## EXERCISE REQUIREMENTS
Counting the line with "203L56 248L128 209L222" as the last one, copy out the lines of the data exactly from the first onward.

## EXCERPTED RECORDS
■ ■ ■

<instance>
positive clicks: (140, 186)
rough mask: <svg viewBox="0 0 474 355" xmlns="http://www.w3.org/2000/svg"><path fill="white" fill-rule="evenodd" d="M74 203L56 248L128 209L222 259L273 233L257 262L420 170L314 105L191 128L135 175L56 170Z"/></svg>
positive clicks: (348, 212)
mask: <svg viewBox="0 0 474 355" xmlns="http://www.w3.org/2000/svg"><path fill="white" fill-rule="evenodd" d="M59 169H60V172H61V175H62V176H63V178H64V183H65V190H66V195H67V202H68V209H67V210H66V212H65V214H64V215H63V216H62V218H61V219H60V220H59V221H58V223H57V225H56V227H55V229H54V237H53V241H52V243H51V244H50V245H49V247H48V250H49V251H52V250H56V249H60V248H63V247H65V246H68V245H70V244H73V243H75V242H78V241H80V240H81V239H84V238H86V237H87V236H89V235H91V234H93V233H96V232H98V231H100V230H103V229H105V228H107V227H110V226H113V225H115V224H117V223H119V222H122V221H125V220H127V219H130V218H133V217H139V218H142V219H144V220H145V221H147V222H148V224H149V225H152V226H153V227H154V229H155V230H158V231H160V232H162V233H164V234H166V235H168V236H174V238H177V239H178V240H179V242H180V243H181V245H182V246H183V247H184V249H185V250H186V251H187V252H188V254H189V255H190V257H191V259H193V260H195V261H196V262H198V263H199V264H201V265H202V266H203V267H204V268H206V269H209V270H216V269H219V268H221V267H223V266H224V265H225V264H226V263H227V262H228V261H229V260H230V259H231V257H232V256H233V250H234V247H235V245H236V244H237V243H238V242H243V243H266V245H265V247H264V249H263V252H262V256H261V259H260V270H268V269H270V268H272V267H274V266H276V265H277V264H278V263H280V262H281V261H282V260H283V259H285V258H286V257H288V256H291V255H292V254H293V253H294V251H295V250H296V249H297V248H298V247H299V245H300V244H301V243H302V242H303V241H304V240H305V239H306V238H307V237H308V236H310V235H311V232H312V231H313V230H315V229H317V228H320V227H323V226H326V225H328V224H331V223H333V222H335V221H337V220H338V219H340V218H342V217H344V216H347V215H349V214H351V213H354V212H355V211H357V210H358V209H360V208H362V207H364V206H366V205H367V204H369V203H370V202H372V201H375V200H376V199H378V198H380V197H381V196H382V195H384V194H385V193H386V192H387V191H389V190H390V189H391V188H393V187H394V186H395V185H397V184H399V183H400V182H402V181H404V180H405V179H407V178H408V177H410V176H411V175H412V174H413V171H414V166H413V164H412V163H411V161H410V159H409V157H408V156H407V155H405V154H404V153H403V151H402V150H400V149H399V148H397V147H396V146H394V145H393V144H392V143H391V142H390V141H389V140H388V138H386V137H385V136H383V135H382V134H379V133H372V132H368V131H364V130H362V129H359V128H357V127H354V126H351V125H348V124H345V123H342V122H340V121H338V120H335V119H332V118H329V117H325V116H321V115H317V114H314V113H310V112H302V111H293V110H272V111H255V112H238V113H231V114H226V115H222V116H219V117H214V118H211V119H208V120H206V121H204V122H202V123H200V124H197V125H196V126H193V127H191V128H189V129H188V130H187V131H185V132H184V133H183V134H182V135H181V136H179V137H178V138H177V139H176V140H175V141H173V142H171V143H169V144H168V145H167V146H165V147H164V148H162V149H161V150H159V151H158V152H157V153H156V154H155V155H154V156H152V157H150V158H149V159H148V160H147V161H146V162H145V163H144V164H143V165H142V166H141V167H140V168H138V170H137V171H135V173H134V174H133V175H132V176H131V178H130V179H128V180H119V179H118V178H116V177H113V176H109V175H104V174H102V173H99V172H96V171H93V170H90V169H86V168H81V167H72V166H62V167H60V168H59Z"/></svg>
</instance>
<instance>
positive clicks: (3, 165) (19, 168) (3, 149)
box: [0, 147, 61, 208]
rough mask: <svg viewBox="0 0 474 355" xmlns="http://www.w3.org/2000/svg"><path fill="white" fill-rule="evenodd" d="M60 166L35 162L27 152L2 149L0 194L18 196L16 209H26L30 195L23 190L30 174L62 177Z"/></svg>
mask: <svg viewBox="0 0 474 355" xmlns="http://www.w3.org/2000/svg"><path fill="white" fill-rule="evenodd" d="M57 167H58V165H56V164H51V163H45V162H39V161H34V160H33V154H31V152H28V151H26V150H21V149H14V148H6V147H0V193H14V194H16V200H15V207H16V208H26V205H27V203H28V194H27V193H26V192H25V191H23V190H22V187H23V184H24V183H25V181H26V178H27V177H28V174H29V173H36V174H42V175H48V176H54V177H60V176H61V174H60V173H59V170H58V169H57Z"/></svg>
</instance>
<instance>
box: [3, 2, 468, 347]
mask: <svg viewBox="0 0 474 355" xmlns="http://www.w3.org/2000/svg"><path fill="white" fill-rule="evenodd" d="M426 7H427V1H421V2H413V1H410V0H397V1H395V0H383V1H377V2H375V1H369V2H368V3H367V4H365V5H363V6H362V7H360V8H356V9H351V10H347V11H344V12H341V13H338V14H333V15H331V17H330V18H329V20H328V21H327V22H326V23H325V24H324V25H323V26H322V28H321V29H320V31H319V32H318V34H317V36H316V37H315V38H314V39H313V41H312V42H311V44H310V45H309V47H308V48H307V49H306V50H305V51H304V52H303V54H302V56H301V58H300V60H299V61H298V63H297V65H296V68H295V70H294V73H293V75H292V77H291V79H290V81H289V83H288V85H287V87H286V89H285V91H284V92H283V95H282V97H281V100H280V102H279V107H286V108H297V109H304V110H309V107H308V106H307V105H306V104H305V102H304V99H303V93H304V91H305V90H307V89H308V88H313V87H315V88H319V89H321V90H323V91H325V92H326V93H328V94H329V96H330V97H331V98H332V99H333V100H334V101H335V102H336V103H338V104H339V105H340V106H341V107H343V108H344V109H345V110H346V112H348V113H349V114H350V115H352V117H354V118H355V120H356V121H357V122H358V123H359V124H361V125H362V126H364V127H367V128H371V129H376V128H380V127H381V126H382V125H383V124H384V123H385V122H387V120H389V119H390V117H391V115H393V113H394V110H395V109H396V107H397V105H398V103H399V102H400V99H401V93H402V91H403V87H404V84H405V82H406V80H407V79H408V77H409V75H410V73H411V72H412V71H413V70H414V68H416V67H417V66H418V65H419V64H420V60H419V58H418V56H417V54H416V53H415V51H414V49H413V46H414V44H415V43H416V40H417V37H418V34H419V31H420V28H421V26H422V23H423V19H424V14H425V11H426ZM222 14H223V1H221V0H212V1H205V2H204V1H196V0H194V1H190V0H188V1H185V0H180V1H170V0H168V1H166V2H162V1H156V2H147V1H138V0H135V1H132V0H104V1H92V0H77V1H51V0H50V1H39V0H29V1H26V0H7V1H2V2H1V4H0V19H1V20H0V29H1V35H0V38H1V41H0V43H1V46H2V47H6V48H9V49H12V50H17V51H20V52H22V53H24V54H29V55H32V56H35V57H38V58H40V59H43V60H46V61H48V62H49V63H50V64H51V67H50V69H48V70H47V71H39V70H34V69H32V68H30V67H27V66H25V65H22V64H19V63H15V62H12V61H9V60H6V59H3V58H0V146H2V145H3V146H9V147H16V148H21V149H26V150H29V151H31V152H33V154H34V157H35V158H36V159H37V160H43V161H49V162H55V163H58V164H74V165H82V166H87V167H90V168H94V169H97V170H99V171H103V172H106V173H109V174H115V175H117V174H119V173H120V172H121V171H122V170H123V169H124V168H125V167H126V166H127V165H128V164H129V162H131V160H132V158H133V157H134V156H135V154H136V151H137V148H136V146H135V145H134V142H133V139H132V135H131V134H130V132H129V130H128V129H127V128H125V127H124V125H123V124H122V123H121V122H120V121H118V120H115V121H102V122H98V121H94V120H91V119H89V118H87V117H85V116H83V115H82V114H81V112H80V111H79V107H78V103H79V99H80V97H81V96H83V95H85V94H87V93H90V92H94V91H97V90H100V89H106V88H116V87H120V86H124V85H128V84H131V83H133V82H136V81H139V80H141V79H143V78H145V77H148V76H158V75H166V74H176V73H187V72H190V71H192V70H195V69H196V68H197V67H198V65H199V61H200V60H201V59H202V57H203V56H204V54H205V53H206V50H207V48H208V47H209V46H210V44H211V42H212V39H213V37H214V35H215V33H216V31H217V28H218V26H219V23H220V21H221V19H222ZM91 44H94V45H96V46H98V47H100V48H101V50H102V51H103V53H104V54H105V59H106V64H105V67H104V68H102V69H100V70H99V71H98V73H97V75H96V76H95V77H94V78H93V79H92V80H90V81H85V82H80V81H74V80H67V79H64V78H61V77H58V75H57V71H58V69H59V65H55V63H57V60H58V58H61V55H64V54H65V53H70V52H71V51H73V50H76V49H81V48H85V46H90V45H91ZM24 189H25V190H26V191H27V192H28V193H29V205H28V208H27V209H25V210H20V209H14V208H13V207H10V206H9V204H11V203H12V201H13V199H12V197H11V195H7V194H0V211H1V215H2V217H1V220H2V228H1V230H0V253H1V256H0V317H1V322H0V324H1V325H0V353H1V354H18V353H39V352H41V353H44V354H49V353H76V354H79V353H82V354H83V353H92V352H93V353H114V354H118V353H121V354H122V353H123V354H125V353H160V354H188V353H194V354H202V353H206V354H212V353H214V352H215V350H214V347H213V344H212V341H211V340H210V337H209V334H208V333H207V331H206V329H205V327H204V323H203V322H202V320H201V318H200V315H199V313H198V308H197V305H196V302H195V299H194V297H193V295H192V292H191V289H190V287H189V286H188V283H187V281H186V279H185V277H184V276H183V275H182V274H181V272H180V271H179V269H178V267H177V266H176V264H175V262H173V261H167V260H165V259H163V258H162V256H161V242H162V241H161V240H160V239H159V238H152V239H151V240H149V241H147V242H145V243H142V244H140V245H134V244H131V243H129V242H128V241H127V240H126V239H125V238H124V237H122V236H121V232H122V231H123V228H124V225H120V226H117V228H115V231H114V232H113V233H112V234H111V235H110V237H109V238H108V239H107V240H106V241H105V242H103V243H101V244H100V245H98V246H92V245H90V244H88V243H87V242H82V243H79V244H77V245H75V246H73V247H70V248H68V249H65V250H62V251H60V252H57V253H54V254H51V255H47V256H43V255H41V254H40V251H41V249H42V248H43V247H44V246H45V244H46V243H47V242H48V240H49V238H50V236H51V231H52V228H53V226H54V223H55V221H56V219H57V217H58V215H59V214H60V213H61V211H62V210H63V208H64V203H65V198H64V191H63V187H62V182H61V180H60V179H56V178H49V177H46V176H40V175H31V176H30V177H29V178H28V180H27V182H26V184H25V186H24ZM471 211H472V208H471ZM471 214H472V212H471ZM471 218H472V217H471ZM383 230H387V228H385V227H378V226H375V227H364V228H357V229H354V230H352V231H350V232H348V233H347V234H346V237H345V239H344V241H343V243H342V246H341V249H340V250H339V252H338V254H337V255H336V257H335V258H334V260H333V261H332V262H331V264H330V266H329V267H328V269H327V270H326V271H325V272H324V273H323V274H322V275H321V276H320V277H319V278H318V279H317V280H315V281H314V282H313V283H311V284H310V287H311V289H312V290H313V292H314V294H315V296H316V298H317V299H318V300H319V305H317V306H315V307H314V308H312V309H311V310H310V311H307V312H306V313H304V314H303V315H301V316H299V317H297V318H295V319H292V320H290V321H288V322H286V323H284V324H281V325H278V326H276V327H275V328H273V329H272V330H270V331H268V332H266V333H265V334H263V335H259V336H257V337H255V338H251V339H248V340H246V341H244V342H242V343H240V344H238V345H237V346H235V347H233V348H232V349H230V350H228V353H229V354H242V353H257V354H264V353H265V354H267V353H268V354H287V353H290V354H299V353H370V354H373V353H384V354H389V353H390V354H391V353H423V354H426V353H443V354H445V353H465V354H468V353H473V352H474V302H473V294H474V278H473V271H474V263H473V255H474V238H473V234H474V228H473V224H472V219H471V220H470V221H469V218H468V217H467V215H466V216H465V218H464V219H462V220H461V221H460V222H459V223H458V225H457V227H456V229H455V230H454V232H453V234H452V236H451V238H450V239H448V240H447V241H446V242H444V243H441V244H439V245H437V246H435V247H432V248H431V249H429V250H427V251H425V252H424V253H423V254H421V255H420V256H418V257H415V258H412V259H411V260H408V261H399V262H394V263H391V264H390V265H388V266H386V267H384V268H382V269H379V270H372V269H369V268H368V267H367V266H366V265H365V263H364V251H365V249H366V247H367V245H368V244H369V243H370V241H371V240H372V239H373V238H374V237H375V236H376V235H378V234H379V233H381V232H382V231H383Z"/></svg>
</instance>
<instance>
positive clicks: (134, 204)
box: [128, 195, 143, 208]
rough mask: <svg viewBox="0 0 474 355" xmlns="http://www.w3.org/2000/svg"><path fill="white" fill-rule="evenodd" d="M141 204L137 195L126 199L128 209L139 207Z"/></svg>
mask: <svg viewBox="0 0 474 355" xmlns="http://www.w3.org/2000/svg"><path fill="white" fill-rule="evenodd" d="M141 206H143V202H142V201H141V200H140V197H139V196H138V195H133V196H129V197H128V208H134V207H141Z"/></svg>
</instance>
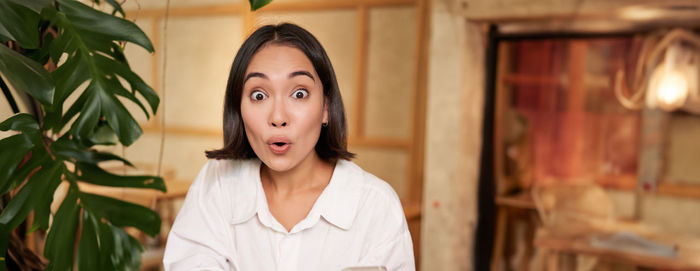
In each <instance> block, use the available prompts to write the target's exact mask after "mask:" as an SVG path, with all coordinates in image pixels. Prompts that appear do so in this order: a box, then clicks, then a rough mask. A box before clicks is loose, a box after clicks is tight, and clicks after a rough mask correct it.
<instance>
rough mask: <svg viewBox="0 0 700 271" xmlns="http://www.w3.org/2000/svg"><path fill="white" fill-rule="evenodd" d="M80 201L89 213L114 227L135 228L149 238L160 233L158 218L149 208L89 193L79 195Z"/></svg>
mask: <svg viewBox="0 0 700 271" xmlns="http://www.w3.org/2000/svg"><path fill="white" fill-rule="evenodd" d="M80 200H81V202H82V204H83V207H85V209H87V210H88V211H90V213H92V214H94V215H95V216H97V217H100V218H104V219H107V220H108V221H109V222H111V223H112V224H113V225H115V226H118V227H124V226H131V227H135V228H137V229H139V230H141V231H143V232H145V233H146V234H148V235H150V236H155V235H156V234H158V232H160V223H161V222H160V217H159V216H158V213H156V212H154V211H153V210H151V209H149V208H146V207H144V206H141V205H138V204H133V203H129V202H125V201H121V200H118V199H113V198H110V197H105V196H100V195H95V194H90V193H81V194H80Z"/></svg>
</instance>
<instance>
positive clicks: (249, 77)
mask: <svg viewBox="0 0 700 271" xmlns="http://www.w3.org/2000/svg"><path fill="white" fill-rule="evenodd" d="M253 77H260V78H263V79H267V75H265V74H263V73H259V72H251V73H249V74H248V75H246V76H245V80H243V83H245V82H246V81H248V79H250V78H253Z"/></svg>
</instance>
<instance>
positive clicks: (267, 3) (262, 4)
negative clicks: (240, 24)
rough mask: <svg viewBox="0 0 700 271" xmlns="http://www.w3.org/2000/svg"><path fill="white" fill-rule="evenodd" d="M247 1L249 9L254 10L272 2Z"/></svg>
mask: <svg viewBox="0 0 700 271" xmlns="http://www.w3.org/2000/svg"><path fill="white" fill-rule="evenodd" d="M248 2H250V10H251V11H256V10H258V9H260V8H261V7H264V6H265V5H267V4H269V3H270V2H272V0H248Z"/></svg>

■ ■ ■

## COMPLETED EXERCISE
<instance>
positive clicks: (140, 186)
rough mask: <svg viewBox="0 0 474 355" xmlns="http://www.w3.org/2000/svg"><path fill="white" fill-rule="evenodd" d="M74 203L56 248L128 209L222 259L273 233L257 262L420 170L314 105L191 128L135 175L56 170Z"/></svg>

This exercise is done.